Data shown section start

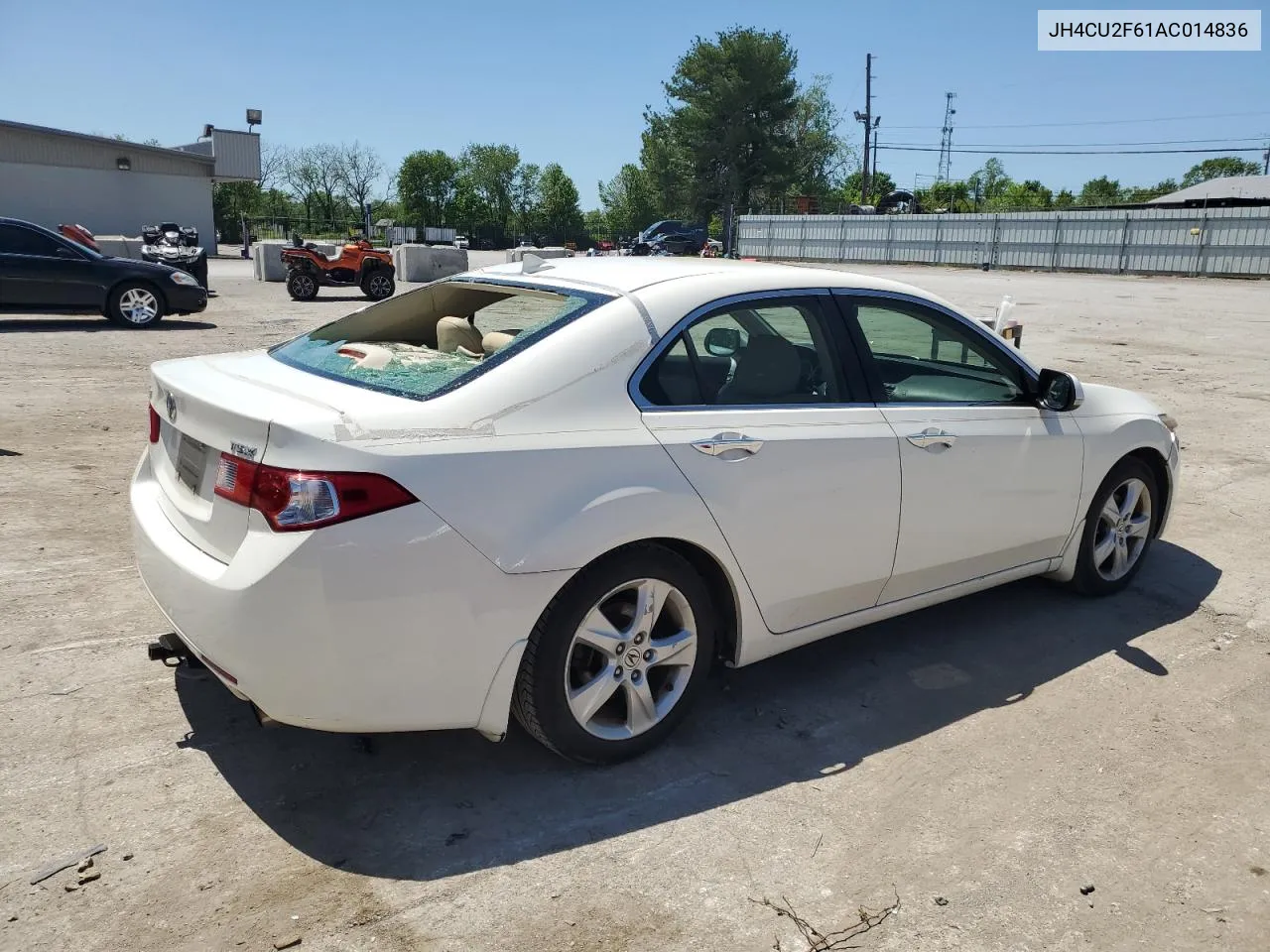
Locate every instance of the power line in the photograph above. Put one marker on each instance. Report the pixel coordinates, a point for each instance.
(1071, 151)
(1091, 122)
(1084, 145)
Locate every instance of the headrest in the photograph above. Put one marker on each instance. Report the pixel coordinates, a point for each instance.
(767, 367)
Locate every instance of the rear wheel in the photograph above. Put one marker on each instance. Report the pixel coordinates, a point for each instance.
(377, 285)
(617, 657)
(1119, 529)
(302, 286)
(135, 304)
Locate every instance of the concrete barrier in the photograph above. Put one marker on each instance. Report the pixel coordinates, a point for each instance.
(421, 263)
(517, 254)
(267, 261)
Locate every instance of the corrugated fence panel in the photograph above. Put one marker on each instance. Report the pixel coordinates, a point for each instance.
(1089, 241)
(1143, 240)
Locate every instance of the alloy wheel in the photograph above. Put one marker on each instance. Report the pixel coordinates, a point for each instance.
(1123, 530)
(139, 306)
(631, 658)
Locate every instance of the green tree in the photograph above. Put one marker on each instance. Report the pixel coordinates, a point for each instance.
(558, 209)
(730, 113)
(1146, 193)
(1100, 191)
(595, 223)
(427, 181)
(988, 184)
(949, 195)
(879, 184)
(667, 167)
(1023, 195)
(489, 175)
(1222, 167)
(526, 195)
(821, 155)
(630, 202)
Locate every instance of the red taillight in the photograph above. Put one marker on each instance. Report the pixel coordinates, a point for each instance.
(293, 500)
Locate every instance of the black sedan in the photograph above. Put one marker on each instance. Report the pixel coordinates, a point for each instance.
(42, 272)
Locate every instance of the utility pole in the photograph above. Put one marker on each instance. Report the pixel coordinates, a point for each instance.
(866, 118)
(947, 139)
(873, 176)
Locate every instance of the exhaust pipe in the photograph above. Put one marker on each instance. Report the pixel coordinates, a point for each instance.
(171, 648)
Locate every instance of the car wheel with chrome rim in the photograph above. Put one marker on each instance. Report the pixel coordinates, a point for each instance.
(1119, 529)
(135, 304)
(617, 657)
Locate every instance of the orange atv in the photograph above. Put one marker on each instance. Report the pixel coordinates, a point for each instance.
(359, 264)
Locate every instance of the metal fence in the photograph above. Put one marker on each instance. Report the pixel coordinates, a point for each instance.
(1215, 241)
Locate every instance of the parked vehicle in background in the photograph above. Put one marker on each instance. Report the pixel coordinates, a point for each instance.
(359, 266)
(694, 460)
(680, 243)
(439, 236)
(176, 245)
(661, 227)
(79, 235)
(42, 272)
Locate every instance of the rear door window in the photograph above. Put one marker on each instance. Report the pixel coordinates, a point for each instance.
(431, 340)
(17, 240)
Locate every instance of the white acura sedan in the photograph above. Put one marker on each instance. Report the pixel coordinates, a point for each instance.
(564, 489)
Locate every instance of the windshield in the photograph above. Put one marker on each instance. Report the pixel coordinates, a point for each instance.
(434, 339)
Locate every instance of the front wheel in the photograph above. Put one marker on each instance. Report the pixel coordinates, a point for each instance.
(302, 286)
(377, 285)
(1119, 529)
(617, 657)
(135, 304)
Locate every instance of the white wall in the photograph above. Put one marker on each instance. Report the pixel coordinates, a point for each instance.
(105, 202)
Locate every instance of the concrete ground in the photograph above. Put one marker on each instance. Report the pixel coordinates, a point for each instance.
(987, 761)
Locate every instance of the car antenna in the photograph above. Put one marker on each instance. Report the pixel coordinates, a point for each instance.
(532, 263)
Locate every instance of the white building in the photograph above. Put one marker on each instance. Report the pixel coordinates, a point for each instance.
(54, 177)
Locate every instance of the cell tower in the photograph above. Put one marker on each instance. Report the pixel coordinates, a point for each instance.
(947, 139)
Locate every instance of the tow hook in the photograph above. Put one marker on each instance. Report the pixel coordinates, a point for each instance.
(171, 648)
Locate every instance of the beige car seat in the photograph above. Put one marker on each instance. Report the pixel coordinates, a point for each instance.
(453, 333)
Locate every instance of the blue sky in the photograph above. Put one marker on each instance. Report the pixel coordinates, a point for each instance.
(568, 81)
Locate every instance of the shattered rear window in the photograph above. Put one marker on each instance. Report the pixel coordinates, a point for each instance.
(393, 345)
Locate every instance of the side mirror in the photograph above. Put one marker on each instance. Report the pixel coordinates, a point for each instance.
(722, 341)
(1060, 391)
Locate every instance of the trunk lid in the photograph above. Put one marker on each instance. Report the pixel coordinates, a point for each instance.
(207, 407)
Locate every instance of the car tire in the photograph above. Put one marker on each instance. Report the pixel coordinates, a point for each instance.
(1119, 530)
(377, 285)
(302, 286)
(597, 683)
(135, 303)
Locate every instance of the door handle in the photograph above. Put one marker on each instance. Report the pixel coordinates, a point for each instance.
(933, 436)
(726, 442)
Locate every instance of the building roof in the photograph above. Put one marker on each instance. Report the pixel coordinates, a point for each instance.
(1251, 188)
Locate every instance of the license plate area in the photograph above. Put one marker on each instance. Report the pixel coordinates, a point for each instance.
(190, 462)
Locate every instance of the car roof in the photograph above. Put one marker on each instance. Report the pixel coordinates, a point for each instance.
(627, 275)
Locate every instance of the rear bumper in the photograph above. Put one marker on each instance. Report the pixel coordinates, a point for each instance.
(186, 299)
(385, 624)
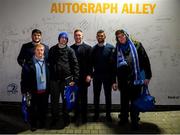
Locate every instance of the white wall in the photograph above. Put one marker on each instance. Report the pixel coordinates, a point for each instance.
(158, 32)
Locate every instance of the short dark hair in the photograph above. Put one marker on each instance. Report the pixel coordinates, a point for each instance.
(77, 30)
(36, 31)
(100, 31)
(121, 31)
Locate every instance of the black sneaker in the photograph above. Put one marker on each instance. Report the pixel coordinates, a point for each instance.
(33, 129)
(96, 117)
(135, 125)
(123, 122)
(109, 118)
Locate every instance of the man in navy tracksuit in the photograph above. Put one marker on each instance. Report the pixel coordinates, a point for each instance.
(83, 54)
(102, 61)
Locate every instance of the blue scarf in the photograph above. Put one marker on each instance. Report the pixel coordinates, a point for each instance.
(121, 61)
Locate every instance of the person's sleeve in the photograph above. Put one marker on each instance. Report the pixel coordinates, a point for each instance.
(74, 65)
(114, 67)
(145, 62)
(20, 58)
(90, 69)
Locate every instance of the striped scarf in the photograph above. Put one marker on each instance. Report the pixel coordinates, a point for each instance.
(138, 79)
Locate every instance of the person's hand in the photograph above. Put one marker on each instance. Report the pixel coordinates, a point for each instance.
(72, 83)
(114, 86)
(88, 78)
(146, 81)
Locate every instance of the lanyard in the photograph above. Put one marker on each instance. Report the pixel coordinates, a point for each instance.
(41, 66)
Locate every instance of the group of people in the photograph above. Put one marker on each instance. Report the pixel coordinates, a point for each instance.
(47, 71)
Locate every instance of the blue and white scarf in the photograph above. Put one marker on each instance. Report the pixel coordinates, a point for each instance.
(138, 80)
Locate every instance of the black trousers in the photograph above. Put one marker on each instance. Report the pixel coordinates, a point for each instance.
(97, 84)
(38, 109)
(81, 104)
(129, 93)
(57, 89)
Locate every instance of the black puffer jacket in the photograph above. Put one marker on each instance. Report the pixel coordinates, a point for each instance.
(63, 63)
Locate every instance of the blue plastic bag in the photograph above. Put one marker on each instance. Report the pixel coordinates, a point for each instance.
(70, 95)
(24, 108)
(145, 102)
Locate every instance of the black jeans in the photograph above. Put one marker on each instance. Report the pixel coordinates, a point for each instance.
(57, 89)
(81, 104)
(38, 109)
(129, 93)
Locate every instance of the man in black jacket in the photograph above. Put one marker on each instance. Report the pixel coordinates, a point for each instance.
(133, 70)
(27, 50)
(63, 64)
(102, 60)
(83, 54)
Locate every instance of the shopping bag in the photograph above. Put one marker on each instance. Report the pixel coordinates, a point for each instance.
(70, 95)
(145, 102)
(24, 108)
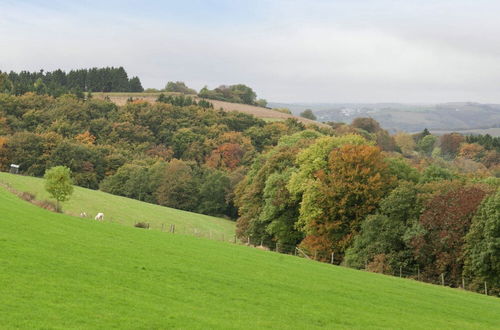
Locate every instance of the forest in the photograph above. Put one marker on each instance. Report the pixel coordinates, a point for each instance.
(58, 82)
(347, 194)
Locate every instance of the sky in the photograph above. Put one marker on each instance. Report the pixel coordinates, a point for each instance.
(360, 51)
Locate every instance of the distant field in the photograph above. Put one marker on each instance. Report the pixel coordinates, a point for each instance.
(259, 112)
(490, 131)
(61, 272)
(128, 211)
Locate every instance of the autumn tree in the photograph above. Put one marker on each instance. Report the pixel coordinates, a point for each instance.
(308, 114)
(405, 142)
(482, 248)
(382, 244)
(178, 187)
(351, 186)
(450, 144)
(445, 221)
(58, 184)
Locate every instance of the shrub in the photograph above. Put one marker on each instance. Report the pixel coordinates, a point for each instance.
(143, 225)
(27, 196)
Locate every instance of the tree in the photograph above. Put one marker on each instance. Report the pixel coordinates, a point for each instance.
(177, 187)
(6, 85)
(482, 249)
(308, 114)
(58, 184)
(436, 173)
(445, 222)
(365, 123)
(426, 144)
(383, 234)
(135, 85)
(450, 144)
(355, 180)
(405, 142)
(179, 87)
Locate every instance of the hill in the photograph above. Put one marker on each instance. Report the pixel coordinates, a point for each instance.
(127, 211)
(462, 117)
(66, 272)
(259, 112)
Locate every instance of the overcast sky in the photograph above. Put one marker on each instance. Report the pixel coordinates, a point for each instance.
(287, 50)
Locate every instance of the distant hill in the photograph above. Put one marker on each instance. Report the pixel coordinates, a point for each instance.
(394, 117)
(126, 211)
(259, 112)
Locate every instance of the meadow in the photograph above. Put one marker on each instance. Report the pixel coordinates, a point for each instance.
(127, 211)
(62, 272)
(259, 112)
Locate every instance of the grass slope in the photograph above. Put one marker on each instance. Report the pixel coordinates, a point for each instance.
(62, 272)
(127, 211)
(259, 112)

Data shown section end

(Task details): The answer should be nothing more than the lines from the one with "Locate every instance of the tree" through the end of the entries, restated word for word.

(Solved exercise):
Locate every instance of the tree in the photograph above. Put one marker on each instance. Report the pixel coordinates, a point for each instance.
(177, 187)
(6, 85)
(482, 249)
(308, 114)
(58, 184)
(436, 173)
(445, 222)
(365, 123)
(426, 144)
(383, 234)
(135, 85)
(450, 144)
(355, 180)
(405, 142)
(179, 87)
Locate every instance of the hill in the photograph above. Put one marker on each instance. Report the pixel coordinates, a point for each instance.
(127, 211)
(462, 117)
(66, 272)
(259, 112)
Locate every instance of the overcast sky in the photograph above. Put one marker on each instance. Report the pixel coordinates, a point for each instance.
(287, 50)
Locate every instance of the distant hill in the photograph above. Put one marker on each instance. Report the pixel coordinates, a point for each instance.
(394, 117)
(126, 211)
(259, 112)
Locate every instance of the meadow in the photograph above. Put one marker on each instance. Report the pixel coordinates, a point for each instance.
(127, 211)
(62, 272)
(259, 112)
Locate every instance of the grass slope in the photograph above. Put one marker on each instance. Report the pixel coordinates, a point for each instance.
(62, 272)
(127, 211)
(259, 112)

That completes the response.